- **Requirement**
In the REDD+ passage, into which two aspects are the strategies for maintaining commitment divided?

### Document passage ###

The occurrence of deforestation and forest degradation, especially in developing countries, has accounted for nearly 20% of global GHG emissions. From various literatures, it can be used to limit the impacts of climate change in which the global community is able to cope with stabilizing the average of 20°C. REDD is an attempt to evaluate the value of carbon stored in forests and offer incentives for developing countries that have managed to reduce emissions from forest land and invest in low-carbon paths for sustainable development. The scope of REDD is then expanded by incorporating conservation roles, and increasing forest carbon stocks (REDD+). Implementation of REDD+ related to the Principles of National Approach and Sub-national implementation can be effectively applied to reduce the emissions if each stakeholder can make efforts to reduction of carbon emissions.

For the development of REDD+ activities, the commitment itself is highly dependent on the management of applied management in order to overcome the uncertainties in the field leading to the termination of commitment or non-permanence. This is due to the high competitiveness of land-based commodities around REDD+ sites. Competitiveness itself is influenced by the cost borne by the developer. Of course for developers to keep that commitment very closely related to how to get certainty to get REDD+ financing. As to the certainty of financing, the strategies that can be applied to maintain the commitment can be divided into two, viz. the institutional and distribution funding aspects. Institutional aspects include the strategy of enacting REDD+ sites as protected areas, implementing adaptive payment schemes that are a combination of input and performance-based mechanisms and buffer provision as a guarantee, and optimization of co-benefits. The funding distribution aspect includes the use of an existing funding channel, through government channels or fiscal transfers, the establishment of a new and verifiable government funding agency REDD+ and verification by a third party. With regard to transaction costs, the first and second strategies are believed to be lower than the third strategy.

Actually, REDD+ can be an effective incentive mechanism and efficient in reducing emissions. The incentives in question are benefits derived from REDD activities in the form of financial support and/or technology transfer and/or enforcement. Thus, the incentive scope may be in the form of monetary or non-monetary incentives. The success of running REDD+ is very much in line with the policy used for the expenses incurred. In other words, the scope of activities in REDD+ implementation for the purpose of reducing carbon emissions will definitely bring other benefits such as co-benefits, environmental services, forest sustainability, biodiversity, etc. However, the performance of REDD+ implementation is measured by looking at the ability of developers in reducing carbon emissions. This problem is related to the amount of carbon emission reductions generated through the measurable, reportable, and variable (MRV) system.

In addition, REDD+ also has negative impacts such as reduced public access to forest resources, reduced forest industry investment, and reduced forest sector economic contribution. The pressure on the existence of forests takes place in various forms of activities such as encroachment, illegal logging that occurs as a result of low socioeconomic conditions of people or below the poverty line. Pressure on REDD+ sustainability will certainly increase as commodity prices increase and as lands are used for agriculture, plantation, mining, etc. These pressures need to be considered as they relate to lower REDD+ competitiveness compared to other land-based commodities such as palm oil, coconut, and mining. This is indicated by the price per ton of carbon that must be applied to compensate the costs of other businesses such as oil palm and rubber plantations. The competitiveness of REDD+ can also be low again due to the high transaction costs that must be incurred. The high cost of such transactions is usually due to the lengthy process of issuing and trading certificates of reducing forest carbon emissions. Transaction costs in the production process are undesirable costs because the existence of these transaction costs makes commodity prices inefficient as prices become more expensive and tradable goods become less.

### Supplied information ###

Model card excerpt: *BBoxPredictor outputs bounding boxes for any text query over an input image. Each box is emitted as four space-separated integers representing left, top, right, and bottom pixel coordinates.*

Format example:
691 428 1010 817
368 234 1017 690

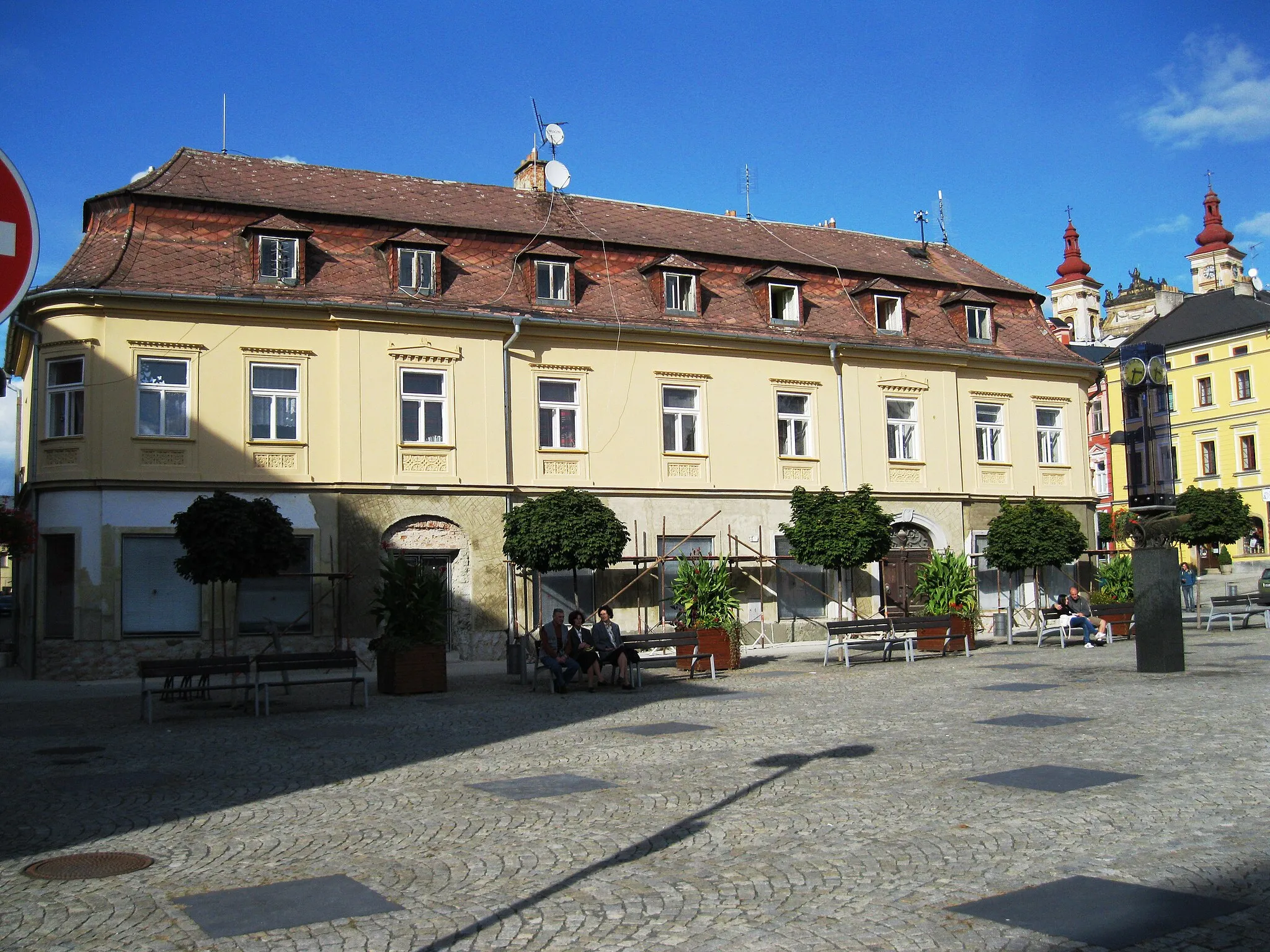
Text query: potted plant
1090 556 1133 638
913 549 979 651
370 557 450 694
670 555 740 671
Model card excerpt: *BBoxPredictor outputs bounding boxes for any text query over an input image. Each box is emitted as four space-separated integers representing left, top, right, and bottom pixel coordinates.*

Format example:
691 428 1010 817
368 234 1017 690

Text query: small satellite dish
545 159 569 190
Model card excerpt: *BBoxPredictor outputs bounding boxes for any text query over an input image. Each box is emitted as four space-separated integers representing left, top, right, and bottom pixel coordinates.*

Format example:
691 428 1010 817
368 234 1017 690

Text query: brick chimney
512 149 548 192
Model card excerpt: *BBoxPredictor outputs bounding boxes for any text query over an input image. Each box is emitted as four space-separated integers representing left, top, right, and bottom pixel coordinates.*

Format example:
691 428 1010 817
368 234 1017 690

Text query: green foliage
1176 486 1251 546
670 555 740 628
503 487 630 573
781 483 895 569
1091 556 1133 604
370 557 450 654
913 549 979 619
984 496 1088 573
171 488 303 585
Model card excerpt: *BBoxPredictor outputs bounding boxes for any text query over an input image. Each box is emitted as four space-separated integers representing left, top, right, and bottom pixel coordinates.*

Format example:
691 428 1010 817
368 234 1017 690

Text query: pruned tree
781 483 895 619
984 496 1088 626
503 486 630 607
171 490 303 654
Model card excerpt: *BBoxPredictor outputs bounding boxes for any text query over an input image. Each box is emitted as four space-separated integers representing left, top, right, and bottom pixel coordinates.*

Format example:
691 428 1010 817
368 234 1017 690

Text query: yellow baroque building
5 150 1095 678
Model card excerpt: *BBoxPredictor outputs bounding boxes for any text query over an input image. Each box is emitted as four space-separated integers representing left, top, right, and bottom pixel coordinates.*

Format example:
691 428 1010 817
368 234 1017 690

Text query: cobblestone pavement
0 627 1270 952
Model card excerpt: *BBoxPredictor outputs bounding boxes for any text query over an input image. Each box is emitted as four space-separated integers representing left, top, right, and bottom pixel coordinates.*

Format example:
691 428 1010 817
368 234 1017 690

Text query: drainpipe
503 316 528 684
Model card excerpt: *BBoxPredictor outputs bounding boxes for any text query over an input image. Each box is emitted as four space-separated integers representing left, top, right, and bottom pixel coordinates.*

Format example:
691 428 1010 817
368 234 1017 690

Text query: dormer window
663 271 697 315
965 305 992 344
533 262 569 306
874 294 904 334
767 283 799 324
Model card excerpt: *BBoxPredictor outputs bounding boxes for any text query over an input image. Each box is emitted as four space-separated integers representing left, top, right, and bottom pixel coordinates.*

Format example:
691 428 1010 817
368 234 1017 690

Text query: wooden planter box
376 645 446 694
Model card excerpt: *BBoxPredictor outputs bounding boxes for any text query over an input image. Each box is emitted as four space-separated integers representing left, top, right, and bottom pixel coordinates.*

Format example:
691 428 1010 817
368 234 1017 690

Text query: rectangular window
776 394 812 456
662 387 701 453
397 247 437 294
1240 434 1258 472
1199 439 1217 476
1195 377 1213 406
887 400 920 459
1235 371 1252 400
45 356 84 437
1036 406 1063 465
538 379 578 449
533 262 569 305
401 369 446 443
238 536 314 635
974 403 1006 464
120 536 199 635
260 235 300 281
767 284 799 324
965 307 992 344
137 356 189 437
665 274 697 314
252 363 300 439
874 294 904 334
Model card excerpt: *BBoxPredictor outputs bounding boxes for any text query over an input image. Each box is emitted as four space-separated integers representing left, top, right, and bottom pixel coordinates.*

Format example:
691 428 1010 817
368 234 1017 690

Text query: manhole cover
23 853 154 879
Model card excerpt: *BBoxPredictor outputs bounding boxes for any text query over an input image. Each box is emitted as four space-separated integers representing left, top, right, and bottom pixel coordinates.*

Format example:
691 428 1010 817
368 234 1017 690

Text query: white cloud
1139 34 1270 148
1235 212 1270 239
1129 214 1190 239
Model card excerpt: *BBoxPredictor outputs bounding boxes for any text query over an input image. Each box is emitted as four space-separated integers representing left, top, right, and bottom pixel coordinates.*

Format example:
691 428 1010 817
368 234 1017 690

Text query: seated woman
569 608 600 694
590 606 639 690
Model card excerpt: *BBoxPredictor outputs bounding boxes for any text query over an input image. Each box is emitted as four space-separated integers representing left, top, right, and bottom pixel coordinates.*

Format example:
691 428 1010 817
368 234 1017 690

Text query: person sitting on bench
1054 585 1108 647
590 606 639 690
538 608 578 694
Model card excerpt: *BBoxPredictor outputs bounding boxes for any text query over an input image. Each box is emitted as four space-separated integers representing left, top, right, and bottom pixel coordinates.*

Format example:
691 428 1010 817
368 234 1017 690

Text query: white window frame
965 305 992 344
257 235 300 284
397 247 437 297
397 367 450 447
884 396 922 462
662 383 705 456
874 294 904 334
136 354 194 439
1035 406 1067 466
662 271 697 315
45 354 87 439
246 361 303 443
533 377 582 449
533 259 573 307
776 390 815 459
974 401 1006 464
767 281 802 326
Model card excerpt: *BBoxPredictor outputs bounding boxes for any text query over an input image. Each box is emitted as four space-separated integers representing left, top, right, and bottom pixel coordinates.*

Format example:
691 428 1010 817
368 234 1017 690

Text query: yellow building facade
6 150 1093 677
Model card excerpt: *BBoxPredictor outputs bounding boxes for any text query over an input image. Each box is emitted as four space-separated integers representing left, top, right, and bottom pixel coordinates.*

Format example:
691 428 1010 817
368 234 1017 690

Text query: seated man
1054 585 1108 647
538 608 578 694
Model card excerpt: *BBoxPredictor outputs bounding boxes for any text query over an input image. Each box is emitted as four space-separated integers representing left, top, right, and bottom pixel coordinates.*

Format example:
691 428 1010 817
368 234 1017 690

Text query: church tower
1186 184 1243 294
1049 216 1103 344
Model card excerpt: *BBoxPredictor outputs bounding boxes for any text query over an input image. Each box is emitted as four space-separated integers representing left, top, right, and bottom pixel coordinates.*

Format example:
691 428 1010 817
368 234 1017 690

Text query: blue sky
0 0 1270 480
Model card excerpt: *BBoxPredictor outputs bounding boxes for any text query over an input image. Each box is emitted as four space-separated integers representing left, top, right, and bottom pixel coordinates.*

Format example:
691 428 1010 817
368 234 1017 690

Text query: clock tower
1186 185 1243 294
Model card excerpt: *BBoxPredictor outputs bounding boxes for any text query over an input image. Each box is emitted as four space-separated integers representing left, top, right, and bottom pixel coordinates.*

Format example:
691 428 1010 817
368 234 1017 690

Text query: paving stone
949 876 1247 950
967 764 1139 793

###

- **Solved exercise**
The institutional aspect and the funding distribution aspect.